TASK BRIEF =>
List every line of the rows as a numbered list, from the first line through the line containing "xmin=291 ymin=81 xmax=315 ymax=425", with both ends included. Leave out blank lines.

^^^^^^^^^^^^^^^^

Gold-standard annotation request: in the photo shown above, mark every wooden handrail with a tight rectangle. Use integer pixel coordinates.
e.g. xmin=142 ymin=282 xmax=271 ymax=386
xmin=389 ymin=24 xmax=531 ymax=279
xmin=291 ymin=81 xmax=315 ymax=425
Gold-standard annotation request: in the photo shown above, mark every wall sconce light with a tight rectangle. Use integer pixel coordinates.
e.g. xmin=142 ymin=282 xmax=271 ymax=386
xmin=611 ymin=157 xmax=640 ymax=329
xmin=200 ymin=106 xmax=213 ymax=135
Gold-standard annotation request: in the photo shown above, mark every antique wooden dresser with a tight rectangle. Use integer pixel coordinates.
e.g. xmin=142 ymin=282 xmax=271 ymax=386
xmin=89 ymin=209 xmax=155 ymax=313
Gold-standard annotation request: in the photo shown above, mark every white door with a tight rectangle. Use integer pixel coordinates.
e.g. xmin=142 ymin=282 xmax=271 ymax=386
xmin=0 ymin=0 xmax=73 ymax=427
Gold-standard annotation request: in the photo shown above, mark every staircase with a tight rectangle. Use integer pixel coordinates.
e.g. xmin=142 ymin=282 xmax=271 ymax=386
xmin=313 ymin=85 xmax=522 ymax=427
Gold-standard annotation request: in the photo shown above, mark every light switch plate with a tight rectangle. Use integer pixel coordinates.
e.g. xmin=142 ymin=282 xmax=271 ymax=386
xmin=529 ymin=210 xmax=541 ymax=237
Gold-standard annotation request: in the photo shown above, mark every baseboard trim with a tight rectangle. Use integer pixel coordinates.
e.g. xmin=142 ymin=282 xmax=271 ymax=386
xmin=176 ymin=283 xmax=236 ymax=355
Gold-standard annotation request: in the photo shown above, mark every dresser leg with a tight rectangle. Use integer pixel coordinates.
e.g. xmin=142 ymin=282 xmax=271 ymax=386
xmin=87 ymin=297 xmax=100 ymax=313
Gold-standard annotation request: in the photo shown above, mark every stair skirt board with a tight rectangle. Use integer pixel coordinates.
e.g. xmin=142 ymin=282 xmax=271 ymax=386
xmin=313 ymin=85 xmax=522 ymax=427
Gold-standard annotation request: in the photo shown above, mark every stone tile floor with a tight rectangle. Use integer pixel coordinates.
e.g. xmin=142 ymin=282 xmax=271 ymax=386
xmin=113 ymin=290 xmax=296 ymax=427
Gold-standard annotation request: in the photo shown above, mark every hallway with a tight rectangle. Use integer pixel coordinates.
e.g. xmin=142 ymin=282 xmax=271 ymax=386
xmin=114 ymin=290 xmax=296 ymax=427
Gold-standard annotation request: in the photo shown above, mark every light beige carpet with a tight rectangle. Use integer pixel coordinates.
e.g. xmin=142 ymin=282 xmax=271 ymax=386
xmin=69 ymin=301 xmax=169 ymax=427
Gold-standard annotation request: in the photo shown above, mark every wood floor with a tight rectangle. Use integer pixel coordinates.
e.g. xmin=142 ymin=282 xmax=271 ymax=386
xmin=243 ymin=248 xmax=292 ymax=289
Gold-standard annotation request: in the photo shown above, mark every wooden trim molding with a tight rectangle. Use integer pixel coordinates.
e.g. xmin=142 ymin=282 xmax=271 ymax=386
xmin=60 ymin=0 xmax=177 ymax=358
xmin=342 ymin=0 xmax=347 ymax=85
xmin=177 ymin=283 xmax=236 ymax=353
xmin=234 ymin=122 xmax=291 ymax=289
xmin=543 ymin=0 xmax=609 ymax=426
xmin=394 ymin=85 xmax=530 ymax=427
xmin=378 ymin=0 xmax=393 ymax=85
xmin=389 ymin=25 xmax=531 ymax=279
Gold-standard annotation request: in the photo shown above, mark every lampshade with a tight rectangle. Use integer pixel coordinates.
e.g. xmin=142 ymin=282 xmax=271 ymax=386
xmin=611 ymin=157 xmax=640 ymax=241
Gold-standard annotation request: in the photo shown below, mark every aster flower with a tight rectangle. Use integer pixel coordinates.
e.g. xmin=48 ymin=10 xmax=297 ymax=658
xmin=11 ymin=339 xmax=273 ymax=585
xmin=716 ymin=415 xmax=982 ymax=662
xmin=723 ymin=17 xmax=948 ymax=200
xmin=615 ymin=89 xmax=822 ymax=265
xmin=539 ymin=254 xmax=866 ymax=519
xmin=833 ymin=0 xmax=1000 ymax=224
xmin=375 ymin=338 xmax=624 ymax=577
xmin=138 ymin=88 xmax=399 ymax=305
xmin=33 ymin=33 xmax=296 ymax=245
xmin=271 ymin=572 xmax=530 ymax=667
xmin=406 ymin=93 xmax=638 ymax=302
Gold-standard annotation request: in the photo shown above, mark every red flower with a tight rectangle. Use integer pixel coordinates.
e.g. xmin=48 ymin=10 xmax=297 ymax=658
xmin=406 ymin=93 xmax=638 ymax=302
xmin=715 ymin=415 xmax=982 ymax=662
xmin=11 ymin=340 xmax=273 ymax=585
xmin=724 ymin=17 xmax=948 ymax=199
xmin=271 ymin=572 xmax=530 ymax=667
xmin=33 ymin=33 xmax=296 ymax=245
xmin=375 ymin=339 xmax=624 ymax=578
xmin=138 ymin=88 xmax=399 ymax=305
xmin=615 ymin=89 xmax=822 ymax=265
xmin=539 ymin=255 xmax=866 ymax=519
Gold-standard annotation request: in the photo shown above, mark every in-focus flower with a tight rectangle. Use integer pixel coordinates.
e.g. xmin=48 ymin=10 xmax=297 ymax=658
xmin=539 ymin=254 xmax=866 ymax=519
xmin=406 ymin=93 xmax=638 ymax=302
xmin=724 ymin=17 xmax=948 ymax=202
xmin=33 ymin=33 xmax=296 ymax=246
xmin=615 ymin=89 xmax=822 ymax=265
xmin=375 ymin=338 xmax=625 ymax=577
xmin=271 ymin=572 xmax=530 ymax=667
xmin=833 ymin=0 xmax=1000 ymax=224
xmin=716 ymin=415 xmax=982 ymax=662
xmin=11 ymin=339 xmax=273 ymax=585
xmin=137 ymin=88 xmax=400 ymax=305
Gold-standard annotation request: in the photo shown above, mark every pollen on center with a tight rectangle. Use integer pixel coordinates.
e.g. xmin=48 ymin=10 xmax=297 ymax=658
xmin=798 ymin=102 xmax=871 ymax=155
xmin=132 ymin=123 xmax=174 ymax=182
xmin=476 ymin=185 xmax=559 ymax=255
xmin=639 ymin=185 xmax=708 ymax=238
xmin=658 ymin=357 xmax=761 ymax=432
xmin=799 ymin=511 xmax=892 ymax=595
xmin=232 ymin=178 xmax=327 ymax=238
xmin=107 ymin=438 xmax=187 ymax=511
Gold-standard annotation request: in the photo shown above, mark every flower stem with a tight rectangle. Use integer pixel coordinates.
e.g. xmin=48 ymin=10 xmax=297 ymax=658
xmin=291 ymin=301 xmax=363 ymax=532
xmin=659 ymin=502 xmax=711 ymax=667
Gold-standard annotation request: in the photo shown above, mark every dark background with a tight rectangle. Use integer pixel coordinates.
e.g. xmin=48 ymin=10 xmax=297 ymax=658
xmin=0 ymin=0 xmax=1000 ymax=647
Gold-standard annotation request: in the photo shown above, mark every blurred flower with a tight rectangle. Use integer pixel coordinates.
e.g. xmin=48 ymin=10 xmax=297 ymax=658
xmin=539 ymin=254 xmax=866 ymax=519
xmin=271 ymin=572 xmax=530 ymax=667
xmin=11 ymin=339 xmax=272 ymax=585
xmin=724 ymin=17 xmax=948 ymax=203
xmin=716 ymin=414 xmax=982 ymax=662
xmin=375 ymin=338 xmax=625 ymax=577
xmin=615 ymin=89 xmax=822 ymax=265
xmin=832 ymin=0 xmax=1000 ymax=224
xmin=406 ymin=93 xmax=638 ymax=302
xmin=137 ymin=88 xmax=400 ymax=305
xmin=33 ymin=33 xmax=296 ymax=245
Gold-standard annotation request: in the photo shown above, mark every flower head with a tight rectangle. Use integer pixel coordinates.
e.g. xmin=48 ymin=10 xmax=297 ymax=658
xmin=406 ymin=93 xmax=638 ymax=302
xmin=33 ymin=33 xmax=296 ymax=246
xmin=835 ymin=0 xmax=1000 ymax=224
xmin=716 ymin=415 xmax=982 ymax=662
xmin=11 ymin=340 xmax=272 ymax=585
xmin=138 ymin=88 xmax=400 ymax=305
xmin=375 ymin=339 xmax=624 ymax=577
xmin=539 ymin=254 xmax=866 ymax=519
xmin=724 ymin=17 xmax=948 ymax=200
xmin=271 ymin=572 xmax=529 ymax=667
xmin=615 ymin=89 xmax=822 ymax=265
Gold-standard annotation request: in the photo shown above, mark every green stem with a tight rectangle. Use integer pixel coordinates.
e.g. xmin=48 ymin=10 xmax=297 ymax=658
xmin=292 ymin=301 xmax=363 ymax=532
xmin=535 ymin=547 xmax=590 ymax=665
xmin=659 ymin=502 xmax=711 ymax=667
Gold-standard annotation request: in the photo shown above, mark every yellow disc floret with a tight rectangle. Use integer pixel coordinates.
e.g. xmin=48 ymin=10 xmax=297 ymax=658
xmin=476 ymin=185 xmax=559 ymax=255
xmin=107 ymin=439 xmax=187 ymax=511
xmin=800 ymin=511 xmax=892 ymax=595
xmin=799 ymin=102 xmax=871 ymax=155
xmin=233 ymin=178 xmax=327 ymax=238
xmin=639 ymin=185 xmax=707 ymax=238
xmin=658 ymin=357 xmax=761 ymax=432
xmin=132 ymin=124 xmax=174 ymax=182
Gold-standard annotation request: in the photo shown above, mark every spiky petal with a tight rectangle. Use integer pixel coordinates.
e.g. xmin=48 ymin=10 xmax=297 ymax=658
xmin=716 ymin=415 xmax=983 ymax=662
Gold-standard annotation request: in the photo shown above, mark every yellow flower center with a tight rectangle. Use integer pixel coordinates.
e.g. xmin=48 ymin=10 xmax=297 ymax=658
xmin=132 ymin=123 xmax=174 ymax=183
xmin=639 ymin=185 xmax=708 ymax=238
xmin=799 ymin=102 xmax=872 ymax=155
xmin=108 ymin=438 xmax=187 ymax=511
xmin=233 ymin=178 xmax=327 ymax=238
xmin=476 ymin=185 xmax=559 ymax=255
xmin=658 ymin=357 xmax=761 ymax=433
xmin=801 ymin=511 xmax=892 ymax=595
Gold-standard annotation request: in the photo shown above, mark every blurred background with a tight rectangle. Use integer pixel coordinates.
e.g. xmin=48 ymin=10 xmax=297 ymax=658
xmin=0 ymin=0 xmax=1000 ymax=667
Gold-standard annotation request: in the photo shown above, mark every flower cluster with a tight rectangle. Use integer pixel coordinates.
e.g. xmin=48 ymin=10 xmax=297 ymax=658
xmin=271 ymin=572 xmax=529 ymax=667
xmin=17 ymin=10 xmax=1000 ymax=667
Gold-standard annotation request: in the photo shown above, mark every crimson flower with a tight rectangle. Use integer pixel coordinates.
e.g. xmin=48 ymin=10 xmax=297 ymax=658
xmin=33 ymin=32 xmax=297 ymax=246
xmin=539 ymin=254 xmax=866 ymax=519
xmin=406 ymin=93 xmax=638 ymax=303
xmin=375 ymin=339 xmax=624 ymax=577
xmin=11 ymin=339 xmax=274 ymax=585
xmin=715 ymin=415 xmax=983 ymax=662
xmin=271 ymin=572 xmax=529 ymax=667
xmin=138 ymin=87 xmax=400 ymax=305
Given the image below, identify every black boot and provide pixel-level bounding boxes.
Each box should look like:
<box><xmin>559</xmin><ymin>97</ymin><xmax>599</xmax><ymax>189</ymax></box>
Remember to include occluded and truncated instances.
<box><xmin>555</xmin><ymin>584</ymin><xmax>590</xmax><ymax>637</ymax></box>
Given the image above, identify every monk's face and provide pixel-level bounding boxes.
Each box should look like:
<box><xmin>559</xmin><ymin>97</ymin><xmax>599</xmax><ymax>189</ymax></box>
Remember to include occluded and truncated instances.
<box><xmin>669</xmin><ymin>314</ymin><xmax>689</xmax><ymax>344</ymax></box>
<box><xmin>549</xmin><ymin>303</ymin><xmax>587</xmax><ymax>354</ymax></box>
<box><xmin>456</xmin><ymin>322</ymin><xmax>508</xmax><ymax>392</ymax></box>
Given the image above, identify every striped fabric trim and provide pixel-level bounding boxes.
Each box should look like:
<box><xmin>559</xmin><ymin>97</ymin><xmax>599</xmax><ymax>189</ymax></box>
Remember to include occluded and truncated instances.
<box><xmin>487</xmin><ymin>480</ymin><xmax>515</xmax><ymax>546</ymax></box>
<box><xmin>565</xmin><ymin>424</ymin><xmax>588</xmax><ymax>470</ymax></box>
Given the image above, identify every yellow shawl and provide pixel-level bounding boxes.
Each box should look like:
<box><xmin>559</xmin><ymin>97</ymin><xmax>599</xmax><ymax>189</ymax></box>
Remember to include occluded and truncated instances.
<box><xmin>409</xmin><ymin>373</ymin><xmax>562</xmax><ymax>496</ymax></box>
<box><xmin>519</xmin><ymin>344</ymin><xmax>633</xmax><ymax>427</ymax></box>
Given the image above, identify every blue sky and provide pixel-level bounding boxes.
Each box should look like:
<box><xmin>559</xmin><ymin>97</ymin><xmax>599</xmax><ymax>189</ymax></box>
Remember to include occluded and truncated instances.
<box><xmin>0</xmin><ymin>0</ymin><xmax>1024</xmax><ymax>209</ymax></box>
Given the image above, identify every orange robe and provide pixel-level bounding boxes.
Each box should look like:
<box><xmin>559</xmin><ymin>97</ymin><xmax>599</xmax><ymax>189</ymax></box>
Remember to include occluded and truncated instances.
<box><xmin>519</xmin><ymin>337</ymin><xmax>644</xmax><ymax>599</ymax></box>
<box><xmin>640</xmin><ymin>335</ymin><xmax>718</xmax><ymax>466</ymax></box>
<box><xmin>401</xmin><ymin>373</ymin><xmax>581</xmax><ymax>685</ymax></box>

^^^^^^^^^^^^^^^^

CORRECT RESPONSE =>
1. Gold-standard annotation request: in the photo shown above, mark every wooden handrail with a tight rectangle. Use integer pixel coordinates.
2. e.g. xmin=142 ymin=282 xmax=271 ymax=386
3. xmin=389 ymin=24 xmax=531 ymax=279
4. xmin=291 ymin=81 xmax=315 ymax=425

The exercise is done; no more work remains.